* **What the exercise asks**: Using the entries below, return word for word the lines from the one containing "If you could segment every instance of the balcony, your" up to and including the last.
---
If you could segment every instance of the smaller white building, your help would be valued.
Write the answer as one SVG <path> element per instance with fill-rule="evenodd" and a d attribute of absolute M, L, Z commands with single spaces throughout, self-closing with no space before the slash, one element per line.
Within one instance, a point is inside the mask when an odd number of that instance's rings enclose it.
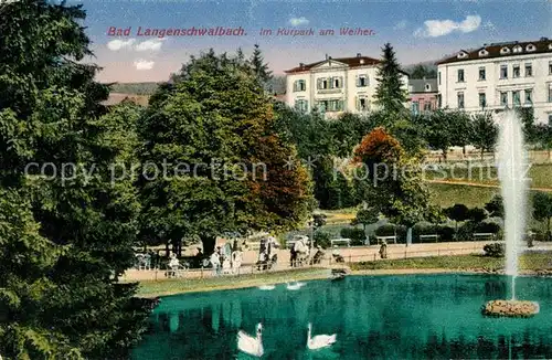
<path fill-rule="evenodd" d="M 532 107 L 537 121 L 552 123 L 552 40 L 485 44 L 437 65 L 439 107 Z"/>
<path fill-rule="evenodd" d="M 357 54 L 332 59 L 286 71 L 286 104 L 302 112 L 317 108 L 327 117 L 343 113 L 368 113 L 375 109 L 374 95 L 380 61 Z M 404 89 L 408 77 L 403 75 Z"/>

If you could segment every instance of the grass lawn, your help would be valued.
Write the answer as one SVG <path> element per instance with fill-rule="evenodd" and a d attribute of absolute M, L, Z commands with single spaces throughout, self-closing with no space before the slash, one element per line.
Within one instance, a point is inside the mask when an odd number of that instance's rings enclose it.
<path fill-rule="evenodd" d="M 468 208 L 482 208 L 500 189 L 480 188 L 447 183 L 427 183 L 433 202 L 442 208 L 463 203 Z"/>
<path fill-rule="evenodd" d="M 529 169 L 528 178 L 531 179 L 531 188 L 552 188 L 552 165 L 533 165 Z M 499 184 L 497 168 L 463 168 L 460 165 L 447 170 L 426 171 L 425 177 L 427 180 L 447 180 L 447 181 L 469 181 L 484 184 Z"/>
<path fill-rule="evenodd" d="M 552 252 L 529 253 L 520 256 L 520 269 L 552 269 Z M 481 255 L 432 256 L 404 260 L 385 260 L 351 264 L 352 271 L 364 269 L 400 269 L 400 268 L 447 268 L 447 269 L 488 269 L 505 268 L 503 257 L 487 257 Z"/>
<path fill-rule="evenodd" d="M 140 282 L 137 296 L 153 297 L 171 294 L 222 290 L 240 287 L 252 287 L 264 284 L 277 284 L 294 280 L 326 278 L 329 271 L 321 268 L 293 269 L 274 273 L 258 273 L 241 276 L 219 276 L 194 279 L 163 279 L 159 282 Z"/>

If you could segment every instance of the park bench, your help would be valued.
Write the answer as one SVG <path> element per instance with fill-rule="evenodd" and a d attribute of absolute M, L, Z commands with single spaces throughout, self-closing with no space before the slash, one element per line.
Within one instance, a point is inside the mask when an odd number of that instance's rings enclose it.
<path fill-rule="evenodd" d="M 427 234 L 427 235 L 420 235 L 420 240 L 423 241 L 423 240 L 429 240 L 429 239 L 434 239 L 435 242 L 437 242 L 437 240 L 439 239 L 439 235 L 437 234 Z"/>
<path fill-rule="evenodd" d="M 493 233 L 474 233 L 474 240 L 495 240 Z"/>
<path fill-rule="evenodd" d="M 330 240 L 331 247 L 333 247 L 335 244 L 347 244 L 347 246 L 351 246 L 351 240 L 350 239 L 332 239 Z"/>
<path fill-rule="evenodd" d="M 396 236 L 375 236 L 375 239 L 378 240 L 378 244 L 380 244 L 381 242 L 383 241 L 386 241 L 389 242 L 390 240 L 393 241 L 394 244 L 396 244 Z"/>

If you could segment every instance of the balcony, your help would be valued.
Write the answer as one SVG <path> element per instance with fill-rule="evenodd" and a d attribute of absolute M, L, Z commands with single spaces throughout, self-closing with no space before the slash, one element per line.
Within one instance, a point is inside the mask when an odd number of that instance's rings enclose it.
<path fill-rule="evenodd" d="M 343 92 L 343 88 L 318 88 L 317 94 L 341 94 Z"/>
---
* **Solution for this problem**:
If you could segment every instance of the balcony, your help would be valued.
Write the answer as one SVG <path> element per instance with fill-rule="evenodd" and a d attribute of absolute M, L, Z commands with single spaces throughout, self-closing with no space before the slash, one element per line.
Within one instance, a point is inside the mask when an odd number of that instance's rings enclose it.
<path fill-rule="evenodd" d="M 343 92 L 343 88 L 318 88 L 317 94 L 341 94 Z"/>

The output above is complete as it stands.